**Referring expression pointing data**
-.-.-

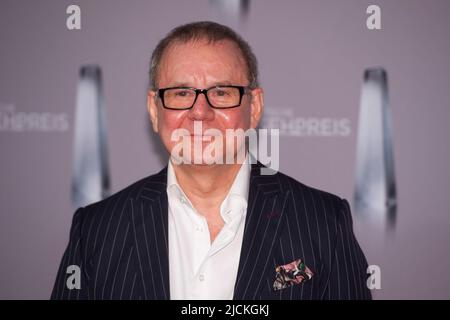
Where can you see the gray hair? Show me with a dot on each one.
(211, 32)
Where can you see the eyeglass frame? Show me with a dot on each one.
(242, 89)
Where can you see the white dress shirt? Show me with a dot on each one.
(197, 268)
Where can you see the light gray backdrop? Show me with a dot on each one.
(312, 55)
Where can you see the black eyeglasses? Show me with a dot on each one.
(218, 97)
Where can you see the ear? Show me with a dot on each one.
(152, 108)
(257, 107)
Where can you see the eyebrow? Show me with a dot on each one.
(186, 84)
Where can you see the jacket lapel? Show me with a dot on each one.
(263, 224)
(150, 225)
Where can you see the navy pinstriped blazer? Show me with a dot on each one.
(120, 243)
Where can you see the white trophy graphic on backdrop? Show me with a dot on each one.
(375, 190)
(90, 180)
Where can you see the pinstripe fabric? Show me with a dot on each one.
(121, 243)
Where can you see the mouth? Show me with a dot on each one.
(202, 137)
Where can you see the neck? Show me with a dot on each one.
(208, 182)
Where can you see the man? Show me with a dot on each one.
(211, 229)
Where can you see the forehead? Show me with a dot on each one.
(200, 63)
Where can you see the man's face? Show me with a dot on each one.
(203, 65)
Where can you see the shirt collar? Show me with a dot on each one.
(237, 197)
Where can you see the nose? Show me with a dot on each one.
(201, 109)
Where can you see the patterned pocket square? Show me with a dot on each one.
(292, 273)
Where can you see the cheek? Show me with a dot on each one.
(169, 121)
(236, 118)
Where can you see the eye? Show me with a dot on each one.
(182, 93)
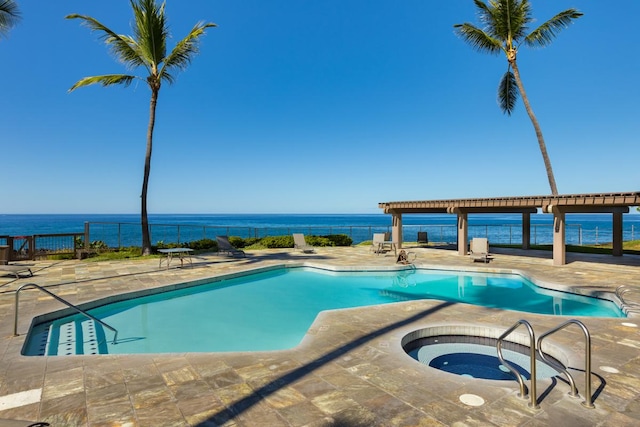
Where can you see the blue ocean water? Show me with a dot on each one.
(124, 229)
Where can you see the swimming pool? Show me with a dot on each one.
(272, 310)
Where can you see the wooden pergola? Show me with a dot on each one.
(560, 205)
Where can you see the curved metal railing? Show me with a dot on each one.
(532, 346)
(62, 300)
(587, 362)
(628, 306)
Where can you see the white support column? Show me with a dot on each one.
(463, 233)
(617, 234)
(396, 231)
(559, 238)
(526, 230)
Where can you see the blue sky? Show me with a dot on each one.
(313, 107)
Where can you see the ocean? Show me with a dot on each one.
(124, 229)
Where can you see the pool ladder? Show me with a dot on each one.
(627, 306)
(537, 346)
(62, 300)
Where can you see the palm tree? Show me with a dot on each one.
(505, 29)
(9, 16)
(146, 48)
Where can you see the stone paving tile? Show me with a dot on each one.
(349, 369)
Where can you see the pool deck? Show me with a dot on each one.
(350, 370)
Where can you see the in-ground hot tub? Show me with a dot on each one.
(473, 356)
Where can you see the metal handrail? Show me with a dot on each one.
(67, 303)
(587, 362)
(628, 307)
(532, 345)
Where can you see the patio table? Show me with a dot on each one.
(172, 252)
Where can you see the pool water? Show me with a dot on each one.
(273, 310)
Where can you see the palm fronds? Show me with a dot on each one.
(106, 80)
(184, 51)
(478, 39)
(507, 92)
(123, 47)
(545, 33)
(9, 15)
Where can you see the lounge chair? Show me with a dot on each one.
(225, 247)
(479, 249)
(16, 270)
(423, 238)
(300, 243)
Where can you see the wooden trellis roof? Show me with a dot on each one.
(598, 202)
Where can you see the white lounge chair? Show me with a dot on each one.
(479, 249)
(300, 244)
(423, 238)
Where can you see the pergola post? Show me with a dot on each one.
(616, 249)
(559, 237)
(396, 231)
(463, 232)
(526, 230)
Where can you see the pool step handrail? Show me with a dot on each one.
(588, 402)
(627, 306)
(62, 300)
(532, 346)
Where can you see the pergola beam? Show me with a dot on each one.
(560, 205)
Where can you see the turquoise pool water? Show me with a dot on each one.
(273, 310)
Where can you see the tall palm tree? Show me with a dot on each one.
(505, 26)
(146, 48)
(9, 16)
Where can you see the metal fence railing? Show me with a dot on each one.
(111, 235)
(129, 234)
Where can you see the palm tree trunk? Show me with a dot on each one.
(146, 236)
(536, 126)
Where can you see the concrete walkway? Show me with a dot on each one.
(350, 370)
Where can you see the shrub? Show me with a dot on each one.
(318, 241)
(203, 244)
(340, 239)
(236, 242)
(272, 242)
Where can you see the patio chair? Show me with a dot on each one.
(15, 270)
(423, 238)
(300, 244)
(225, 247)
(479, 249)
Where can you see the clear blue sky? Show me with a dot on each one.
(314, 107)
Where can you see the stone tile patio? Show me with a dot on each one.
(350, 370)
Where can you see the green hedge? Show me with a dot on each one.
(270, 242)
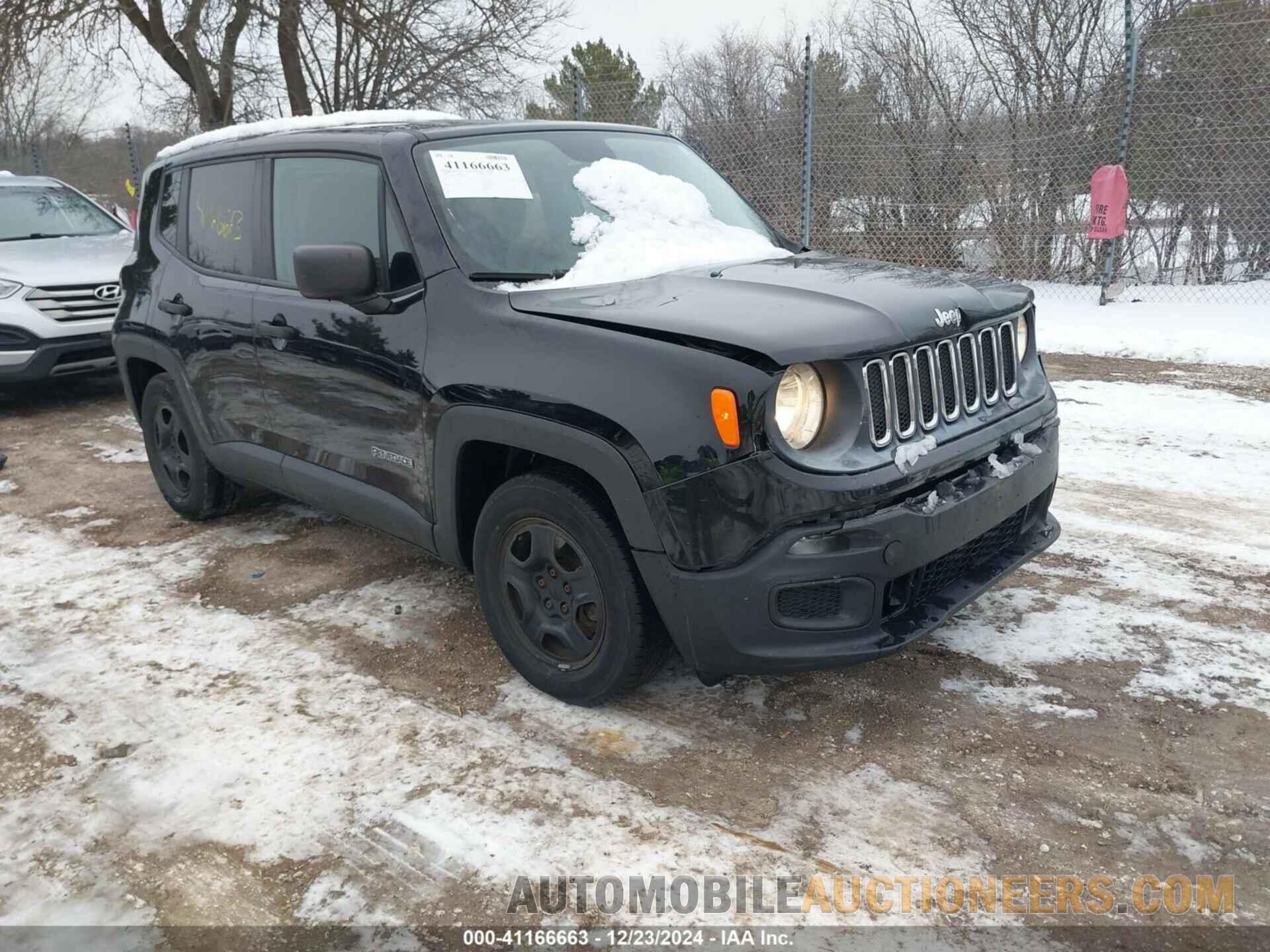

-.-.-

**WORK TO BE COMPLETED**
Without the pictures, repeat all the records word for word.

**PROBLEM SOLUTION**
Where can you see the gray hair? Show me with a dot on each one.
(211, 32)
Where can you see the eyeglass frame? Show me with a dot on each one.
(242, 89)
Where can you see the white dress shirt? Show me with a dot on each one.
(197, 268)
Where can you see the light gray backdrop? Show me with a dot on each one.
(312, 55)
Where can you see the black eyeglasses? Show me with a dot on each one.
(218, 97)
Where can you see the ear? Show me with a dot on each one.
(152, 108)
(257, 107)
Where can you see the eyebrow? Show me with a dot on each one.
(186, 84)
Where can you see the jacket lapel? Show me with a dot on each one.
(263, 224)
(150, 225)
Where can you see the navy pinstriped blazer? Show me with a dot on each one.
(120, 243)
Where can you see the white trophy graphic on backdrop? Show me with a dot on each one.
(375, 190)
(90, 180)
Where can you see the pinstripe fabric? Show me with a dot on each one.
(121, 243)
Where can you see the mouth? Show me with a dot on each one.
(202, 137)
Where can you see the neck? Show me with a dot on each one.
(208, 182)
Where can you see the man? Show me with a dot on each one.
(211, 229)
Where can you see the forehead? Show me with a dot on each one.
(200, 63)
Where can you see the man's face? Show me with a dot on each one.
(203, 65)
Where can you see the shirt collar? Show me with a dot on each one.
(237, 197)
Where can you see the nose? Show me with a dot on each one.
(201, 109)
Where can you see the patterned pocket square? Show me with a dot on each one.
(292, 273)
Where can you see the cheek? Show me with a dot on each one.
(169, 121)
(236, 118)
Where can you see the eye? Show me with a dot on each one.
(182, 93)
Where can you see the blue ocean water? Show me with a dot on each one.
(124, 229)
Where can you see the swimming pool? Show me with a dot on each one.
(272, 310)
Where can you see the wooden pergola? Show me with a dot on each one.
(560, 205)
Where can you see the curved metal railing? Show me with a dot on each one.
(532, 346)
(62, 300)
(587, 362)
(628, 306)
Where can you see the white support column? Show me with a dot on each one.
(463, 233)
(617, 234)
(396, 231)
(559, 238)
(526, 230)
Where can you see the blue sky? Show me with a dot on each one.
(313, 107)
Where can you see the ocean? Show me with a dot on each one.
(124, 229)
Where can you see the pool ladder? Show me with a dot on each one.
(627, 306)
(537, 346)
(62, 300)
Where can you see the palm tree? Show me with a dot on each one.
(505, 29)
(9, 16)
(146, 48)
Where can you see the stone paving tile? Show me with a dot on each one.
(349, 369)
Where can you see the pool deck? Show me with a dot on each one.
(350, 370)
Where can you see the in-ground hot tub? Show me with a dot on each one.
(473, 356)
Where can you see the metal handrail? Show me with a dot on each one.
(67, 303)
(587, 362)
(628, 307)
(532, 345)
Where can you see the patio table? Show me with a dot on each one.
(172, 252)
Where can you see the pool water? Show me with a dot on each one.
(273, 310)
Where can you see the palm fronds? Show me with a dot on each one.
(106, 80)
(184, 51)
(478, 39)
(507, 92)
(123, 47)
(545, 33)
(9, 15)
Where can you see the lounge chair? Show me with a dot on each one.
(225, 247)
(479, 249)
(16, 270)
(423, 238)
(300, 243)
Where can you see the wooden trellis roof? Show me with a dot on each one.
(598, 202)
Where can you see the white lounge chair? Show me with a dot on each one.
(479, 249)
(300, 244)
(423, 238)
Where can you see the pergola post? Show me with a dot on each one.
(616, 249)
(559, 237)
(396, 231)
(463, 232)
(526, 230)
Where can you see the pool step handrail? Show me with a dot on each one.
(588, 402)
(627, 306)
(62, 300)
(532, 346)
Where can you see the pergola beam? Show me with a dot on each one.
(560, 205)
Where can you see the turquoise pool water? Show me with a dot on each one.
(273, 310)
Where can you see the tall palm tree? Show me with a dot on each one.
(505, 26)
(146, 48)
(9, 16)
Where can you see the metal fence railing? Show me with a dot on each one.
(111, 235)
(129, 234)
Where can you see the palm tree trunk? Show me with a dot on each one.
(146, 236)
(536, 126)
Where can you see the concrete walkway? Show me with a dot on each one.
(350, 370)
Where can you see the shrub? Show me with a dot on each one.
(318, 241)
(203, 244)
(340, 239)
(236, 242)
(272, 242)
Where can you see the patio chair? Show me with a dot on each one.
(15, 270)
(423, 238)
(300, 244)
(225, 247)
(479, 249)
Where can you see the clear blue sky? Show me with a dot on each one.
(314, 107)
Where can you see the stone tile patio? Show me with a dot on each one.
(350, 370)
Where can you see the green hedge? Show me with a dot on each one.
(270, 242)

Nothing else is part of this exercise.